**Your objective**
Reproduce word for word the portion of the Kratom article below that begins at "The owner of" and ends after "in Southeast Asia.".

**Document text**
An herbal supplement known as Kratom is creating controversy among those who use it and the federal government.
The Food and Drug Administration is now branding the plant as a dangerous drug.
“Compounds in Kratom make it so it isn’t just a plant — it’s an opioid,” FDA Commissioner Scott Gottlieb declared in a statement.
Two years ago, the Drug Enforcement Agency tried to ban the dietary supplement.
It has been reported that five million people in the U.S. regularly use Kratom for chronic pain, opiate withdraw, depression and anxiety.
Every morning for the past two years or so there has been a steady stream of folks at the Oasis in Carr Mill Mall waiting for their Kratom infused coffee or tea.
The owner of the Oasis, Robert Roskind, started selling Kratom on the advice of his daughter.
“She said, ‘Dad, I just buried my fifth friend to drugs and alcohol.’ She said, ‘Offer them Kratom and you will help my generation get off of it.’ Kratom? I never heard of it.”
Kratom is a tropical evergreen tree and part of the coffee family found in Southeast Asia.

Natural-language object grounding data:
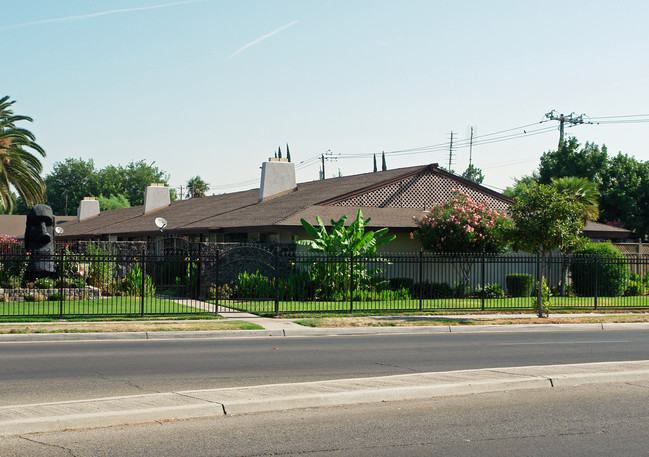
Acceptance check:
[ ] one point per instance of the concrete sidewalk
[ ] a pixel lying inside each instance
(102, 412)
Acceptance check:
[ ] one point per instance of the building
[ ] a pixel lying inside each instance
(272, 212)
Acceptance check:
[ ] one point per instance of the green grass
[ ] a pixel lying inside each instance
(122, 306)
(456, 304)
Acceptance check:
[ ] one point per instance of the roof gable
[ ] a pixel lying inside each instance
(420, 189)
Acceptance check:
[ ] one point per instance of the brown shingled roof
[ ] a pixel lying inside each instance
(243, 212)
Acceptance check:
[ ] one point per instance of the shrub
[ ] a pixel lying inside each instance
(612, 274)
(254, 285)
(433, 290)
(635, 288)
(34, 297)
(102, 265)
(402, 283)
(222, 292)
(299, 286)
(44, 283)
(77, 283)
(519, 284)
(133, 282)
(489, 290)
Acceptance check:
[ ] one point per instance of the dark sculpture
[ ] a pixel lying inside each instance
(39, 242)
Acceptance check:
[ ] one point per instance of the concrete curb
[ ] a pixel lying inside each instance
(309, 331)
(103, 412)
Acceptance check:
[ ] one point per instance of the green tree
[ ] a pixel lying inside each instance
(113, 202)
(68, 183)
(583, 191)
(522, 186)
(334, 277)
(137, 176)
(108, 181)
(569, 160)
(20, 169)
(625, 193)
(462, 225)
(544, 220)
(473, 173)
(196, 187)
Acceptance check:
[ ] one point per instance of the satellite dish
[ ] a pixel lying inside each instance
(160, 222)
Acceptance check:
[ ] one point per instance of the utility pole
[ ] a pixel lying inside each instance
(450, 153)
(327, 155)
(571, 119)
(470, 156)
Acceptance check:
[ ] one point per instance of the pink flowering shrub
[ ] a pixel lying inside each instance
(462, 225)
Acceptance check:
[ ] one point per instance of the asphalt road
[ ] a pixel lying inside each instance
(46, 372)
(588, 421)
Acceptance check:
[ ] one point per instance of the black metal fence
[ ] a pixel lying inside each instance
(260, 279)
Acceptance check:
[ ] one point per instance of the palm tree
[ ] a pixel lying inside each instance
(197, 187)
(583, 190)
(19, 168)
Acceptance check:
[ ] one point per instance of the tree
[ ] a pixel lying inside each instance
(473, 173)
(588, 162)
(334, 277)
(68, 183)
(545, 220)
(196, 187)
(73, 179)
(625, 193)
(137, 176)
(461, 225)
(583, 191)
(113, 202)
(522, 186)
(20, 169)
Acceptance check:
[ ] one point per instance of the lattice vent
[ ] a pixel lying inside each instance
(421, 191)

...

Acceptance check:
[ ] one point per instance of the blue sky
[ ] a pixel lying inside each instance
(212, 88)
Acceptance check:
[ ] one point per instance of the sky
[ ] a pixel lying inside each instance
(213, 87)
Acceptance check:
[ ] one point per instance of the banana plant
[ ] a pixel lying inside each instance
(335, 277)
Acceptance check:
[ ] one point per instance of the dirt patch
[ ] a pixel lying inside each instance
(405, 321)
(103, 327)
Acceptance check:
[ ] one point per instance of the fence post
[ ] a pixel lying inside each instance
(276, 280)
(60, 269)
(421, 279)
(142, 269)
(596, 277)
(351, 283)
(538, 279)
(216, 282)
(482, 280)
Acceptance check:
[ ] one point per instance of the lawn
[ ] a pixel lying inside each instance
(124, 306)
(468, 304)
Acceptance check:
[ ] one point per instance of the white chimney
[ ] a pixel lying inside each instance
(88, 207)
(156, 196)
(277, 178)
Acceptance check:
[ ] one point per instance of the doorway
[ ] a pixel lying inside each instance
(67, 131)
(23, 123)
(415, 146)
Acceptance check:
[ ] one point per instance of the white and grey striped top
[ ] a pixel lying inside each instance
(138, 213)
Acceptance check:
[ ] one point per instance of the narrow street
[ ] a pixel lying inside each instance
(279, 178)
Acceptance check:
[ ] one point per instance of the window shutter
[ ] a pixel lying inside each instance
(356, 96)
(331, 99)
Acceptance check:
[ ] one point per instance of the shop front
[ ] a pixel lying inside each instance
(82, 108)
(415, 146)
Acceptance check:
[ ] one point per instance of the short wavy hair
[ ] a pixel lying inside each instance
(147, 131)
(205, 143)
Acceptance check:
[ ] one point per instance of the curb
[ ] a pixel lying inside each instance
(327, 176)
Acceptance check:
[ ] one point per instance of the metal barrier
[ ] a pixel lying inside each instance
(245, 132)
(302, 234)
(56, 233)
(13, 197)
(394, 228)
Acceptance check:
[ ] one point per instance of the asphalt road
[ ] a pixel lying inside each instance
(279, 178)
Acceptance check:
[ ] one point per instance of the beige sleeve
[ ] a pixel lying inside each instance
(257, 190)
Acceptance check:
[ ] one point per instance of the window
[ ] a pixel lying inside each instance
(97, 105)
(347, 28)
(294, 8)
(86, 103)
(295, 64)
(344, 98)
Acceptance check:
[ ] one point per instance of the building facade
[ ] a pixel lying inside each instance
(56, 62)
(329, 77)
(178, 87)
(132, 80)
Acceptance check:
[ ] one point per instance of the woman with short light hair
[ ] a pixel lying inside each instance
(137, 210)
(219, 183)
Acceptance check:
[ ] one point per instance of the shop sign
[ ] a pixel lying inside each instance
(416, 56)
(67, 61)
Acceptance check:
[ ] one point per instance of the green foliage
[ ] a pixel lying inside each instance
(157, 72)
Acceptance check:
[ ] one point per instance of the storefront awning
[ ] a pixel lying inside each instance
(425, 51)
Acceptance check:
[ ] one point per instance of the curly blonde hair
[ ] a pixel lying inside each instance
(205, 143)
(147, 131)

**Reply**
The owner of the Oasis, Robert Roskind, started selling Kratom on the advice of his daughter.
“She said, ‘Dad, I just buried my fifth friend to drugs and alcohol.’ She said, ‘Offer them Kratom and you will help my generation get off of it.’ Kratom? I never heard of it.”
Kratom is a tropical evergreen tree and part of the coffee family found in Southeast Asia.